* _Source document_:
Americans spend nearly $24 billion dollars on dietary supplements each year, about half what they pay for prescription medications.

Yet many people are surprised to learn that dietary supplements, including vitamin, mineral and herbal products, are not tested or approved by the U.S. Food and Drug Administration (FDA) the way that prescription and over-the-counter medications are.

In fact, the FDA has limited regulatory authority over supplements and little manpower to back up the laws they can enforce. So the agency typically only gets involved when they’ve been made aware of serious problems.

That means there are thousands of potentially dangerous, contaminated or just plain ineffective, dietary supplements on the market that could find their way to your medicine cabinet.  

Thankfully, serious safety problems appear to be relatively rare.

But even large, reputable vitamin companies can run into quality issues.

“One out of every four supplements, or 25 percent, do have some type of quality problem,” says Tod Cooperman, MD, president of, an independent laboratory in White Plains, N.Y., that has evaluated more than 2,000 supplements representing 300 brands.

* _Data_:
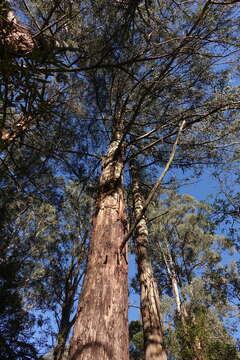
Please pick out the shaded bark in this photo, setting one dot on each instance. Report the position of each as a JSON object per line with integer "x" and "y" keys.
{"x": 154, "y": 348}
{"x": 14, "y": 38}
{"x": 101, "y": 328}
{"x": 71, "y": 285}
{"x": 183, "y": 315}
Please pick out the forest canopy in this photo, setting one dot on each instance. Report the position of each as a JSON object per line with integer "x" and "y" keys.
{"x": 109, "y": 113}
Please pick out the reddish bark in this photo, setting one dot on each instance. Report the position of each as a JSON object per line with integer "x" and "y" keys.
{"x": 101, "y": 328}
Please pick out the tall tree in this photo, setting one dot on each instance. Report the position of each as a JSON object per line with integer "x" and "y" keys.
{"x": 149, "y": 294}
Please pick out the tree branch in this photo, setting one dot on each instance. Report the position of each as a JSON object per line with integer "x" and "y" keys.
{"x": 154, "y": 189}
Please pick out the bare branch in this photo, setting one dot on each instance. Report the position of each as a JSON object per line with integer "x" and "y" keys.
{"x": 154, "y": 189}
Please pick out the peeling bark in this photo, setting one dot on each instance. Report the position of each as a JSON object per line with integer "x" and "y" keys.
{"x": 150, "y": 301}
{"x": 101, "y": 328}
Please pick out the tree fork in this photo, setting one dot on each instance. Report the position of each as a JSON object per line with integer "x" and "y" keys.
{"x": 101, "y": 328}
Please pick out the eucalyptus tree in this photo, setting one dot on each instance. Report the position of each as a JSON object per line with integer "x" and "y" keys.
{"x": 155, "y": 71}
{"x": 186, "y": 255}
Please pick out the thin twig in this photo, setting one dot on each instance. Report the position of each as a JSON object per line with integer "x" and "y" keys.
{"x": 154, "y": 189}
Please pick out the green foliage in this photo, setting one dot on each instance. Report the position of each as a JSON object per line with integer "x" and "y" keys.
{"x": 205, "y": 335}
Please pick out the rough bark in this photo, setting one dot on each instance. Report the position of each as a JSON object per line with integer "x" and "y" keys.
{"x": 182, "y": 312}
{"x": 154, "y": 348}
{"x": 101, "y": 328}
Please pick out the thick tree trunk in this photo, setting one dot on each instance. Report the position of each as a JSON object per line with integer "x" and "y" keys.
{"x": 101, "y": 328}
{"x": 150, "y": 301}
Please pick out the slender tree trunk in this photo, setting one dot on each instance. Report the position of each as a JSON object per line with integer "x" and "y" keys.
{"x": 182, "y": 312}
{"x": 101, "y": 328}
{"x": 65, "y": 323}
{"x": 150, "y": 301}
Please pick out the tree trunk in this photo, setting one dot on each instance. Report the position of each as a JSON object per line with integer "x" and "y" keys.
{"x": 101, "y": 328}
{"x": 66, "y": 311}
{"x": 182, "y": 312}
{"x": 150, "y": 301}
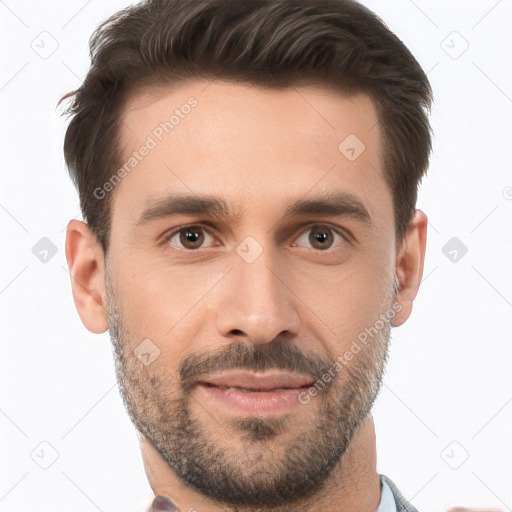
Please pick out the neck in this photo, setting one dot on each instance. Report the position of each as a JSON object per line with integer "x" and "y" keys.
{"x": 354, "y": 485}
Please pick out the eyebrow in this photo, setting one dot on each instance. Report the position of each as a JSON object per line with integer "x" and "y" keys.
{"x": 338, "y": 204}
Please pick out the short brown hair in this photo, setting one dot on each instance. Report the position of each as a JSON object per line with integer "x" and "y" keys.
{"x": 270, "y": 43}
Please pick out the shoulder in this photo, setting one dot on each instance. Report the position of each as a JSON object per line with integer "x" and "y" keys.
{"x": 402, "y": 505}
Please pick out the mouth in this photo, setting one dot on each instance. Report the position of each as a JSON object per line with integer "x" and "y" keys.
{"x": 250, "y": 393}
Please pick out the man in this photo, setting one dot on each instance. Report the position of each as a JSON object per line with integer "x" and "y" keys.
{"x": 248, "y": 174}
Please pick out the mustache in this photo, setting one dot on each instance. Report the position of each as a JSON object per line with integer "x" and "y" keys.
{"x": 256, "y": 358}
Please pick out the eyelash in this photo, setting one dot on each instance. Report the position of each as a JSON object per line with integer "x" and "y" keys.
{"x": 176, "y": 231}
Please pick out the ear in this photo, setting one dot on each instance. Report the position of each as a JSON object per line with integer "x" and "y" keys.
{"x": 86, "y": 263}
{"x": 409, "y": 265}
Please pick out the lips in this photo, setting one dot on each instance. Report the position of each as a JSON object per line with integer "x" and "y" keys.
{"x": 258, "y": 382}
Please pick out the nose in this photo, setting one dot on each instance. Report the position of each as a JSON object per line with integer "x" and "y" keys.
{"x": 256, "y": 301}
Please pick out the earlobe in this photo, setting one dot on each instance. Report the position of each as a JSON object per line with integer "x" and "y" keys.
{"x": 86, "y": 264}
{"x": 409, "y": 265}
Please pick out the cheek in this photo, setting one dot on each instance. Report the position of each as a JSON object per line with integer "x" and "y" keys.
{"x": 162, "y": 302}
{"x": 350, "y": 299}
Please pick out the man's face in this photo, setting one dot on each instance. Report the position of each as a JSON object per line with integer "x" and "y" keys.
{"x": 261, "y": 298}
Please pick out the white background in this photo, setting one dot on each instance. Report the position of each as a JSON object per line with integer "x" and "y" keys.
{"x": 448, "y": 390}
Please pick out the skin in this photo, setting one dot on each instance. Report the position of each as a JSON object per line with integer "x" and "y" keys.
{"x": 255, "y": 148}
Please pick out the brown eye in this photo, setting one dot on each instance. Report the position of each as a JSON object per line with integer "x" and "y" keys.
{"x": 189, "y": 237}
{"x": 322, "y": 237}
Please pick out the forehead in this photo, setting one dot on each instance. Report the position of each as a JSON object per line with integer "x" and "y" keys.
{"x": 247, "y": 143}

* _Assignment A_: Reproduce the passage on dietary supplements from "Americans spend nearly" to "over-the-counter medications are.".
* _Assignment B_: Render this sentence from the passage on dietary supplements in Spanish: "Thankfully, serious safety problems appear to be relatively rare."
The data above stands apart from the passage on dietary supplements.

* _Your solution A_:
Americans spend nearly $24 billion dollars on dietary supplements each year, about half what they pay for prescription medications.

Yet many people are surprised to learn that dietary supplements, including vitamin, mineral and herbal products, are not tested or approved by the U.S. Food and Drug Administration (FDA) the way that prescription and over-the-counter medications are.

* _Your solution B_: Afortunadamente, los problemas graves de seguridad parecen ser relativamente poco frecuentes.